> [EXTRACTED TEXT]
In response to the agency's inquiry regarding the ownership and control arrangements that would mitigate a potential FOCI concern under RFP ¶ L-1.2, the protester represented only that it could not be subject to FOCI because, as outlined in the NISPOM, FOCI concerns only apply to firms subject to a facility security clearance (FCL).  Specifically, Finkl submitted that:

U.S. companies not subject to a [FCL] are not subject to FOCI.  Finkl is not subject to FOCI, as Finkl does not perform classified contracts, receive or maintain classified information pursuant to any U.S. federal contract or subcontract, does not possess a FCL, and is not in the process for applying for a FCL.

AR, Tab 22, Finkl Evaluation Notice Response, at 2; see also id., exh. No. 2, Decl. of Finkl Director-New Business & Special Programs, at ¶¶ 3-6 (attesting to same).[4]

On August 29, the contracting officer prepared a decision finding Finkl to be non-responsible.  Specifically, she determined that "[t]he solicitation clearly stated offerors under foreign ownership were not eligible to participate in the acquisition," and therefore Finkl was ineligible for award.  AR, Tab 25, Non-responsibility Determination, ¶ 5.  Additionally, the contracting officer found that Finkl "misrepresented its foreign ownership status throughout the source selection evaluation process."  Id.  On August 30, the Air Force notified Finkl that its contract was being terminated for the government's convenience because Finkl "was not eligible to participate in this acquisition as participation by foreign-owned companies, or US companies subject to substantial foreign ownership or control, was not authorized."  AR, Tab 26, Termination Notice, at 1.  On September 7, Finkl filed this protest with our Office.


Finkl challenges the agency's determination that Finkl was under FOCI, and therefore was non-responsible pursuant to the RFP's FOCI-related provision.  Finkl argues that the FOCI provisions only apply in cases where a firm is seeking FCL eligibility and access to classified material.  Because the resulting contract will not require access to classified material, the protester asserts that it was inappropriate for the agency to evaluate whether Finkl is under FOCI.  Additionally, the protester alleges that even if the FOCI provision applied, the agency unreasonably interpreted the solicitation to automatically preclude award to any U.S. company with a foreign owner.  Finkl maintains that the agency should have instead conducted the requisite analysis to determine whether the company was under FOCI in accordance with applicable NISPOM standards.[5]

The Air Force primarily argues that the RFP's plain text supports its determination that Finkl's foreign ownership rendered the company ineligible for award.  Alternatively, the agency defends its non-responsibility determination on the basis that Finkl failed to adequately address the agency's concerns during clarifications with respect to the impact of its foreign ownership on the question of whether the protester was under FOCI.  For the reasons that follow, we find that the agency's non-responsibility determination was reasonable where it afforded the protester the opportunity to address any mitigating ownership and control considerations, but Finkl did not adequately respond to the agency's concerns.

> [STATED EXERCISE] In the protest decision above, reproduce the passage that opens with the words containing "The Air Force primarily" and closes with "the agency's concerns.", substituting "discussions" for "clarifications".

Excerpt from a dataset

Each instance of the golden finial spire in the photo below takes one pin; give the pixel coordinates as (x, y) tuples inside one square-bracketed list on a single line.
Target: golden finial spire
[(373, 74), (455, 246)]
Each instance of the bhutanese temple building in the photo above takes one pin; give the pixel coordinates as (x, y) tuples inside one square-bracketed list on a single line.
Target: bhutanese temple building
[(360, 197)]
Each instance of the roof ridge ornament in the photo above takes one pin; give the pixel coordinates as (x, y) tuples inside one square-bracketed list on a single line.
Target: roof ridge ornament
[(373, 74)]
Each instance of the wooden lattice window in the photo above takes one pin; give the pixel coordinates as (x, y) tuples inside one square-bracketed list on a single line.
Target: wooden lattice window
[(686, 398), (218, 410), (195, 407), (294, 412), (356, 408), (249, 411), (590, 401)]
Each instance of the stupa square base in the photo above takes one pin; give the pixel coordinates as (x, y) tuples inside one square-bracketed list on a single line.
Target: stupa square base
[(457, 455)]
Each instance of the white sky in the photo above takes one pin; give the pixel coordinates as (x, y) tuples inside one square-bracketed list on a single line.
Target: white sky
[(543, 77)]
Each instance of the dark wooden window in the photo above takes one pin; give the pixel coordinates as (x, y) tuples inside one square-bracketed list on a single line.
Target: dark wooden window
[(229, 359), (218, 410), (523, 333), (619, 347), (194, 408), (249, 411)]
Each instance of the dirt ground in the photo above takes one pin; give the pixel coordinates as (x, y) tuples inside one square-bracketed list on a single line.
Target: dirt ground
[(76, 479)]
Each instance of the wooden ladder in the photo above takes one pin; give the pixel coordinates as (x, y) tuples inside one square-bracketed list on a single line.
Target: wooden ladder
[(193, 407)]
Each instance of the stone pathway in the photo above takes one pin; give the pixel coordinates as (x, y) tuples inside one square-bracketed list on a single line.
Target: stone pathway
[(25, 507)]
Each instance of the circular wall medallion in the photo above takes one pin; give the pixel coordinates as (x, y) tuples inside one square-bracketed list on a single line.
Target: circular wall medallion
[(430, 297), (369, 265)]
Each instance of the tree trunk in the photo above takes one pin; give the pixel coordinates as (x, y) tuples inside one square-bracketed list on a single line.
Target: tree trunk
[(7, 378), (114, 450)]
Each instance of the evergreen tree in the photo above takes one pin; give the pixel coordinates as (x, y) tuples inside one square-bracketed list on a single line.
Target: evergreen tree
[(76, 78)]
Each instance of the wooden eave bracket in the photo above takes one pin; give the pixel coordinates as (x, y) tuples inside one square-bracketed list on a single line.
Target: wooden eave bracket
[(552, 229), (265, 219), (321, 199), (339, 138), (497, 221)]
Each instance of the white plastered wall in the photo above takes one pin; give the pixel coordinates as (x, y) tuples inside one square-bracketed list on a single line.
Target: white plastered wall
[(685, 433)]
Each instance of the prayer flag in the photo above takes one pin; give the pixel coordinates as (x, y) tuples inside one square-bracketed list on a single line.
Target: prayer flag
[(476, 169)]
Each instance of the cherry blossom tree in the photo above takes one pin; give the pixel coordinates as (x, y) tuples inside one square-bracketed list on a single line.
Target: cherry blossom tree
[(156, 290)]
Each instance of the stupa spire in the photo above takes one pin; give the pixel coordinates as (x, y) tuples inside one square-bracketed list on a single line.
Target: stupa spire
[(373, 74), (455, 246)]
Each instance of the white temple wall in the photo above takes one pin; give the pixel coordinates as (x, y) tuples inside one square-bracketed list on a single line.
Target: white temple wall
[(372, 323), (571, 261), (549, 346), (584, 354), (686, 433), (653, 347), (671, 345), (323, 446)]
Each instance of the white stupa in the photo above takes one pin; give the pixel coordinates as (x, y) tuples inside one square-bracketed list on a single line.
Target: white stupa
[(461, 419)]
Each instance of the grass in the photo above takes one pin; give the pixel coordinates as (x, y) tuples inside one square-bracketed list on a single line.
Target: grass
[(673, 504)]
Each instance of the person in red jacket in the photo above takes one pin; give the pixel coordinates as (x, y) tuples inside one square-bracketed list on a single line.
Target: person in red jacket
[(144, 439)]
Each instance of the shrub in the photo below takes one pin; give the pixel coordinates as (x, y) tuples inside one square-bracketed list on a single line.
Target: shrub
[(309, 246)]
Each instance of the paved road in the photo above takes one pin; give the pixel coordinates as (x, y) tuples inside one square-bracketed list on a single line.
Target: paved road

> [THE COMPLETED TASK]
The Air Force primarily argues that the RFP's plain text supports its determination that Finkl's foreign ownership rendered the company ineligible for award.  Alternatively, the agency defends its non-responsibility determination on the basis that Finkl failed to adequately address the agency's concerns during discussions with respect to the impact of its foreign ownership on the question of whether the protester was under FOCI.  For the reasons that follow, we find that the agency's non-responsibility determination was reasonable where it afforded the protester the opportunity to address any mitigating ownership and control considerations, but Finkl did not adequately respond to the agency's concerns.